### MATERIAL PROVIDED ###
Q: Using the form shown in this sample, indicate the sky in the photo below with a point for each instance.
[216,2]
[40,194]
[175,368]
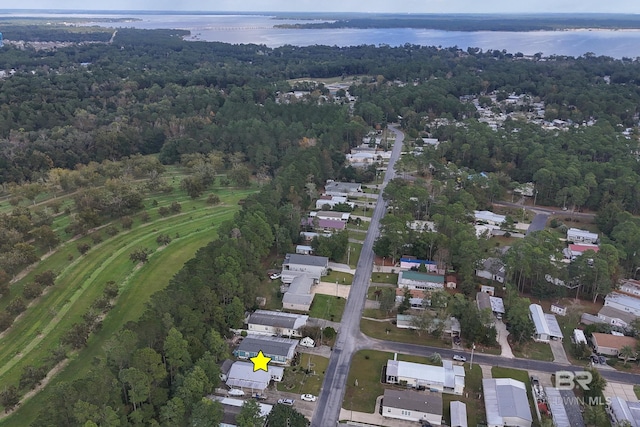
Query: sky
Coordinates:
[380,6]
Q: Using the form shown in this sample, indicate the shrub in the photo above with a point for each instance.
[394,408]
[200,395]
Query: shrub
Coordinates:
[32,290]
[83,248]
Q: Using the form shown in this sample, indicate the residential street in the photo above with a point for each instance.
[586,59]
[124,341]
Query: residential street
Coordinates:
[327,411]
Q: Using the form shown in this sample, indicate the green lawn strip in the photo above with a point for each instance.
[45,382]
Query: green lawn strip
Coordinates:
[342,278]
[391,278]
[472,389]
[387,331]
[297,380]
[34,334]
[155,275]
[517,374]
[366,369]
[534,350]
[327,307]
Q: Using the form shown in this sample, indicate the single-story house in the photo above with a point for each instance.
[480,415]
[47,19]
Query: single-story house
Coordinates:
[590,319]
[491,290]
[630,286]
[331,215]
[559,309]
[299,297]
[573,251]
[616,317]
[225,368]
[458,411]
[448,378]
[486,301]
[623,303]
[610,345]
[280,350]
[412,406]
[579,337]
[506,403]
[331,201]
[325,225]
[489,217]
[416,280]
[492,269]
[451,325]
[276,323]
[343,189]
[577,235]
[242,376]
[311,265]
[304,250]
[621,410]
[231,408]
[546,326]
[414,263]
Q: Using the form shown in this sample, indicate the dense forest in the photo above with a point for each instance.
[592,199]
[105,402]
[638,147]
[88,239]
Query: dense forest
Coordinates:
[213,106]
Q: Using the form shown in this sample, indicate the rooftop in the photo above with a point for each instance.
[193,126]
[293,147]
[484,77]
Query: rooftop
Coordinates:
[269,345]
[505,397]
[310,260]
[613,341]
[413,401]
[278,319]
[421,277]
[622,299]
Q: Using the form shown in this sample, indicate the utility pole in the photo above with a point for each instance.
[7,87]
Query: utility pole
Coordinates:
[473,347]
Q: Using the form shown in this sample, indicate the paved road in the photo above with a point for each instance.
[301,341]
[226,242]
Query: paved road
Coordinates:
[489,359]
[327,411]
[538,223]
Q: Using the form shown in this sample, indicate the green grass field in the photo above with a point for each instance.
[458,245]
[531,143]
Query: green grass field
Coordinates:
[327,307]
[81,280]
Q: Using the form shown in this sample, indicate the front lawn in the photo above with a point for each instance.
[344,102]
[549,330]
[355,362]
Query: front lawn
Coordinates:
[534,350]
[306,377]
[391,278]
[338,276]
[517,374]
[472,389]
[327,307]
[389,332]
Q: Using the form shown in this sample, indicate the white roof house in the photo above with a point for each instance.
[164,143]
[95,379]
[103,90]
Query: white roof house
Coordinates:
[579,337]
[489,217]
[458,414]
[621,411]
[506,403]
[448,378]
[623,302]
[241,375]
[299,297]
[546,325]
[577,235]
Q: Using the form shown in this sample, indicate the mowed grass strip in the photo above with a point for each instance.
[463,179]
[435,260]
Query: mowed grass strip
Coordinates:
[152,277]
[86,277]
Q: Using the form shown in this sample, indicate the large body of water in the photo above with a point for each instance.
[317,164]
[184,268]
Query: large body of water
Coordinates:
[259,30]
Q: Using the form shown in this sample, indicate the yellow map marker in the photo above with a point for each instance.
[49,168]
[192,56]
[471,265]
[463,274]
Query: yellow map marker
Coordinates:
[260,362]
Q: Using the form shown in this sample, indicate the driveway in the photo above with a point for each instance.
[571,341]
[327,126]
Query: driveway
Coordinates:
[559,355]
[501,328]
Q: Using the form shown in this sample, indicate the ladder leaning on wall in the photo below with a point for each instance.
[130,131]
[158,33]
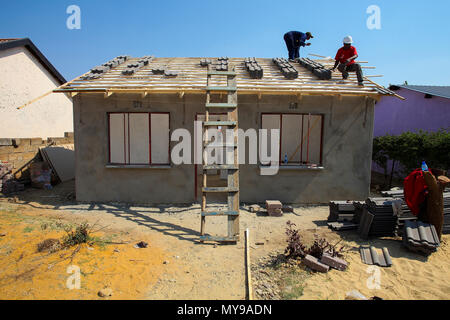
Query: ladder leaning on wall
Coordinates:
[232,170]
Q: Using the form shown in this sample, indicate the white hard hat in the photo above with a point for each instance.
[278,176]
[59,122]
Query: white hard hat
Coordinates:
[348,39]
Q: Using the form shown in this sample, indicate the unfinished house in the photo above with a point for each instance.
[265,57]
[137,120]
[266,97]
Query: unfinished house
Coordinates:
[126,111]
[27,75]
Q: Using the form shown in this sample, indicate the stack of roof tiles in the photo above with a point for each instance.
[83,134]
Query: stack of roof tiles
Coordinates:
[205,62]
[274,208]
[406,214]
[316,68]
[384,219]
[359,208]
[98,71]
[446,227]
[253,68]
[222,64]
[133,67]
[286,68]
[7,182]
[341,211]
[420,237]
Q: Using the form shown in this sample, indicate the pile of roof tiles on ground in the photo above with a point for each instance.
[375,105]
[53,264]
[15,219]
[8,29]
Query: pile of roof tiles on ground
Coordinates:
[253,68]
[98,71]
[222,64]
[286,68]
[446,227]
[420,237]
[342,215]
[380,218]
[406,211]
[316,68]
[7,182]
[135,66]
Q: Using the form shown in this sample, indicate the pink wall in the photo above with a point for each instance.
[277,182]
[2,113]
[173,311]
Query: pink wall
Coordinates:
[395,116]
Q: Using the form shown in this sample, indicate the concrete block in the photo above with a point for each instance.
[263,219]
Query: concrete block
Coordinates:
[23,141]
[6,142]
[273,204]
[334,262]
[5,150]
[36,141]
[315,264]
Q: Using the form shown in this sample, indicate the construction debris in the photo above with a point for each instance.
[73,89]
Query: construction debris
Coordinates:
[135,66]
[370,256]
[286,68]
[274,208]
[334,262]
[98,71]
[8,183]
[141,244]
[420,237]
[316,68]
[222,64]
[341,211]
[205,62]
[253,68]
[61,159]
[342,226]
###
- **EXERCISE DESCRIPTION**:
Copy the stretch of the items from the line that contains "Q: Using the form shown in this sample, indicate the pink" through the end of the items, reproducing every line without any change.

- **THE REPLY**:
Q: Using the form shown in this sample, indicate the pink wall in the photo above with a point for each instance.
[277,182]
[2,113]
[173,311]
Query: pink wall
Coordinates:
[395,116]
Q: Using the form shown in this sample, indicate the concrete block in the photo above with a point for each instance.
[263,219]
Query: concrete block
Coordinates:
[23,141]
[6,142]
[273,204]
[334,262]
[5,150]
[36,141]
[315,264]
Q: Using the form shown in this sample, indicate the construction debris in the photo above with a point for each instance.
[73,89]
Query: construction debris
Coordinates:
[135,66]
[370,256]
[286,68]
[274,208]
[334,262]
[98,71]
[8,183]
[141,244]
[420,237]
[316,68]
[222,64]
[341,211]
[205,62]
[253,68]
[61,159]
[342,226]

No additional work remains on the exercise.